INFORMATION GIVEN.
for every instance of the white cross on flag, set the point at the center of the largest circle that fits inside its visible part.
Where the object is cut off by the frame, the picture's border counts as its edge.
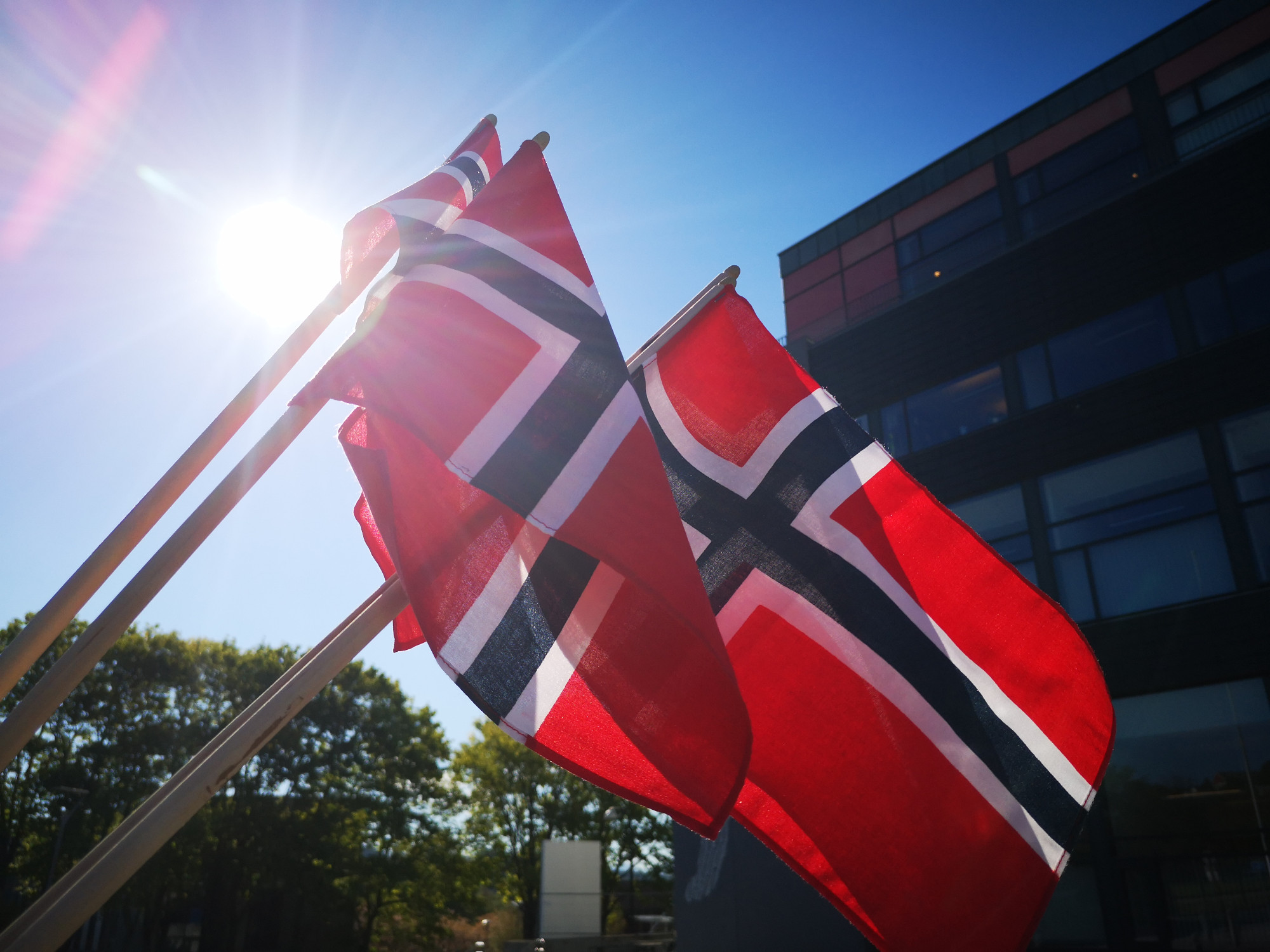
---
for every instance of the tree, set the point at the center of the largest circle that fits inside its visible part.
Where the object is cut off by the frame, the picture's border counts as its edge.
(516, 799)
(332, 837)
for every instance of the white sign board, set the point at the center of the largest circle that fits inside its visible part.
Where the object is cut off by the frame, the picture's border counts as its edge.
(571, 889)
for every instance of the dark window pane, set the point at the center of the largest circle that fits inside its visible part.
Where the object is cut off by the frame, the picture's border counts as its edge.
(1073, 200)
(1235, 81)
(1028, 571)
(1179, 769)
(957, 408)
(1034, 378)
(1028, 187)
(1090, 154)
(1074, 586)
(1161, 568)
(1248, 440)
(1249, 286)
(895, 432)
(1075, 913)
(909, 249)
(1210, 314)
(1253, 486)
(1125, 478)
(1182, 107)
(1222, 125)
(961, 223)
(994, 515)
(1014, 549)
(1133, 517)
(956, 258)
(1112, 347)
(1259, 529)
...
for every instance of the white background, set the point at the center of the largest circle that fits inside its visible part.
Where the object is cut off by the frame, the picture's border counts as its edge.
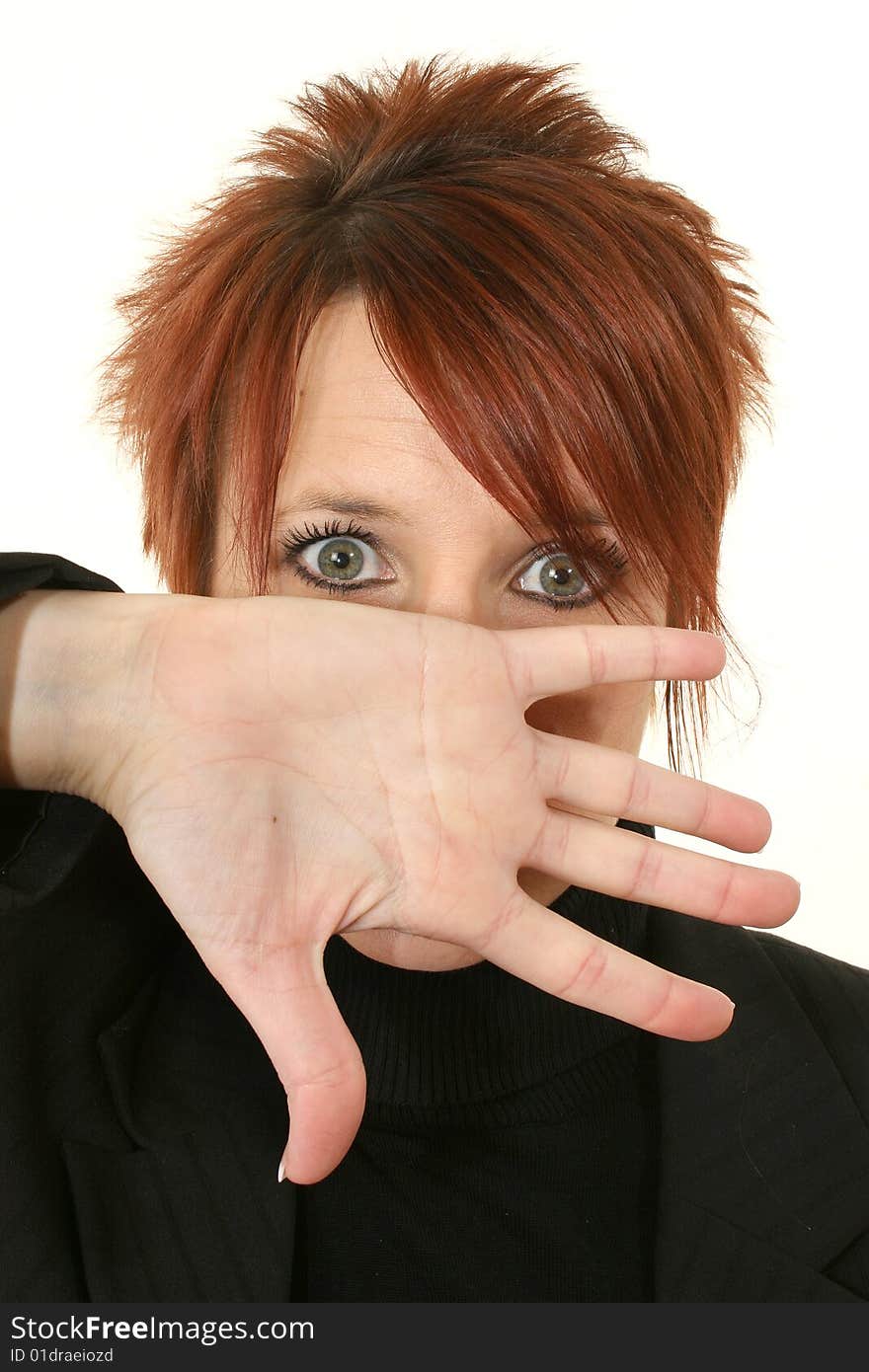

THE PROBLEM.
Give nothing except how many lines of the records include "center".

FINISHED EXERCISE.
5